The cutting edge: New technological advances are helping to produce and harvest crops
Robot tractors, geothermal greenhouses and cloned trees are part of the farming sector’s push to modernise, but more innovation is needed. The hot trend in the automotive industry may be self-driving cars, but a more practical and productive application has quietly taken place for years: driverless tractors. Turkey’s farmers can already turn to unmanned tractors guided by GPS and sensors while sowing and harvesting.
New Tech
A key player in this trend is John Deere, the world’s largest tractor manufacturer. Its 8R series debuted in Turkey at the Bursa’s Burtarim Agricultural Fair, the region’s largest trade show. Turkey’s biggest agricultural-equipment manufacturer, Türk Traktör, also produces a driverless model that the company claims can harvest what 10 conventional tractors can. To date, buyers of driverless tractors have typically been large-scale livestock farmers who grow their own feed and non-agricultural businesses that produce their own raw materials, such as cotton.
The need for “robot tractors” grows out of the increasing size of agricultural plots, brought about by farmland consolidation. The government's current strategy includes setting up larger-scale economic agricultural enterprises, which are more capable of implementing modern innovations. Even though Turkey is rich in farmland, the land has been split up due to inheritance, mainly, and ceases to be economical.
The government aims to unify 1m ha of land by 2023 in a first generation of land consolidation. Parcels of Turkish farmland are often as small as 1 ha, irregularly shaped and unconnected to roads. This makes access, irrigation and drainage all a challenge.
A signifier of the expansion of plot sizes has been a concomitant increase in the size of tractor engines. The average engine size in 2011 was 75 horsepower (hp); now it is 80 hp. Comparatively, the 8R is 310-360 hp.

_DATASET EXCERPTS_.
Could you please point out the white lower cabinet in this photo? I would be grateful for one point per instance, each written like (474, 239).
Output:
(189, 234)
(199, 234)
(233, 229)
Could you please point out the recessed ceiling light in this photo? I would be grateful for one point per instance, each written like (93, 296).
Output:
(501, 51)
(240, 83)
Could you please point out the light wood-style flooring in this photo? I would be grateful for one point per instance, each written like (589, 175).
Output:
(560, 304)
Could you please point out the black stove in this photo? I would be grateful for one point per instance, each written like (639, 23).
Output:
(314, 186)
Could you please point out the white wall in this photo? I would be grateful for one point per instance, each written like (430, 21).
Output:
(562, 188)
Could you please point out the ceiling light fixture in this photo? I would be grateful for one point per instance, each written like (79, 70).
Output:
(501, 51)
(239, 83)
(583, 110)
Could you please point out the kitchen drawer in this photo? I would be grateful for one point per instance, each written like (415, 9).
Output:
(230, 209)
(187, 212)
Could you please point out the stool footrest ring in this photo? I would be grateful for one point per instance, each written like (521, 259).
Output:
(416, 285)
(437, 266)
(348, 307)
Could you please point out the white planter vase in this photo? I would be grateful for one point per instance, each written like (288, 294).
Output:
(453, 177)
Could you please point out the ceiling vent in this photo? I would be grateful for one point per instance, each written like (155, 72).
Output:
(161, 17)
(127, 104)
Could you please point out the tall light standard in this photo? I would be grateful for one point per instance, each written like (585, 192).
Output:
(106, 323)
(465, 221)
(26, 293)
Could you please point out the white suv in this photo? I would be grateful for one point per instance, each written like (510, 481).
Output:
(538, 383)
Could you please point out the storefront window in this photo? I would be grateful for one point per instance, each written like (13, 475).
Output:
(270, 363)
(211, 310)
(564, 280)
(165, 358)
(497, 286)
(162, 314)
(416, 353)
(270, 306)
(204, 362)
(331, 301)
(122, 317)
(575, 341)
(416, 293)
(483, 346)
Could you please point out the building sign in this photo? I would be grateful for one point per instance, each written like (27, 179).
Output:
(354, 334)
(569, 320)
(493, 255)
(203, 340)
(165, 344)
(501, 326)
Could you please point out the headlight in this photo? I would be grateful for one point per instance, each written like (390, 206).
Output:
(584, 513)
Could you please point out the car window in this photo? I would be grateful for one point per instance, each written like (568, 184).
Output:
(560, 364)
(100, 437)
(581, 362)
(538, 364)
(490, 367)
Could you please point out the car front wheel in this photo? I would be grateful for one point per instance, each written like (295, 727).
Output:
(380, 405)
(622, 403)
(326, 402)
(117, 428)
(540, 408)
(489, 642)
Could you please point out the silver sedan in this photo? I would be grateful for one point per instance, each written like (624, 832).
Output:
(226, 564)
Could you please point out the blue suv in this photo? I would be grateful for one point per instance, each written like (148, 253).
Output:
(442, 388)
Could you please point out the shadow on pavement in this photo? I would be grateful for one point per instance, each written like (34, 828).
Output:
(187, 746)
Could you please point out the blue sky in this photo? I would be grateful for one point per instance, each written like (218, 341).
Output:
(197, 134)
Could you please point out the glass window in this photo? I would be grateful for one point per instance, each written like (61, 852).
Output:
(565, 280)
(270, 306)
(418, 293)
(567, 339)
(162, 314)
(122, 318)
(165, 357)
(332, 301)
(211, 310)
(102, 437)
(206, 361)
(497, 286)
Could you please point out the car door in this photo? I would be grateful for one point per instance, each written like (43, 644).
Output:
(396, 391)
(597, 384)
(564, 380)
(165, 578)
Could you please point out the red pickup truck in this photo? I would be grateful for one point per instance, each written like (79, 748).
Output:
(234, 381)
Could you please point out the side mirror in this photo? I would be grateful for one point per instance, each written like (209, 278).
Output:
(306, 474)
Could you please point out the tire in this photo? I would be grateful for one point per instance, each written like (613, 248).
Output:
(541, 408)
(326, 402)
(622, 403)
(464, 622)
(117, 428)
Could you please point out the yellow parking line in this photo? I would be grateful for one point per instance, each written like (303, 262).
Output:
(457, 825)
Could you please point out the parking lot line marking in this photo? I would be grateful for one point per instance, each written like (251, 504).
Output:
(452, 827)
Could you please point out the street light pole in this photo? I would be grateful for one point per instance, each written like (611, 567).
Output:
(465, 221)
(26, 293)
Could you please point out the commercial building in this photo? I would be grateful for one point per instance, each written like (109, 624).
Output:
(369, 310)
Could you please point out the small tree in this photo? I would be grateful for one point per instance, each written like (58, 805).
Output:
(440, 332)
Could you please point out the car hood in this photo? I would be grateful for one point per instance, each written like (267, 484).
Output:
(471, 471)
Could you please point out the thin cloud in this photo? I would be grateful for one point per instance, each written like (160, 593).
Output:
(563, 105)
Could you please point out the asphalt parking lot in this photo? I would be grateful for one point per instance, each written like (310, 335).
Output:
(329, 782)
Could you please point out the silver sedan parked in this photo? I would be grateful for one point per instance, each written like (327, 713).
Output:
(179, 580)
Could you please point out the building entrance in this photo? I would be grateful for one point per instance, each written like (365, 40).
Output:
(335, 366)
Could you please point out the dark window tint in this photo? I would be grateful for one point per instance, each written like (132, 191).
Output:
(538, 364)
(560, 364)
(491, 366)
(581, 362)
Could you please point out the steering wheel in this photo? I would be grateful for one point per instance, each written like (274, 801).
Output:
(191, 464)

_WHAT IS BEING ASKED_.
Carry on the article on farming technology in Turkey, starting right after its final sentence about the 8R's horsepower. The listing has no connection to the article on farming technology in Turkey.

_RESULT OF THIS EXERCISE_.
It takes only one labourer – only as a security measure when driving across rougher terrain – to operate a robot tractor. While this will spell job losses in the medium term, the urbanisation of Turkey’s once largely rural workforce, which has been under way for at least two generations, will require technology allowing fewer men and women to tend the fields.
Greenhouse Effect
Heating greenhouses with thermal energy is an innovation particularly suited for Turkey, as the country has the greatest geothermal capacity in Europe. By 2009, there were over 2.1m sq metres of geothermally heated greenhouses, drawing a total capacity of 207.4 MW. Greenhouse owners want to build another 1500 greenhouses to keep up with demand, mainly from Europe, for heat-intensive products such as tomatoes, cucumbers and herb.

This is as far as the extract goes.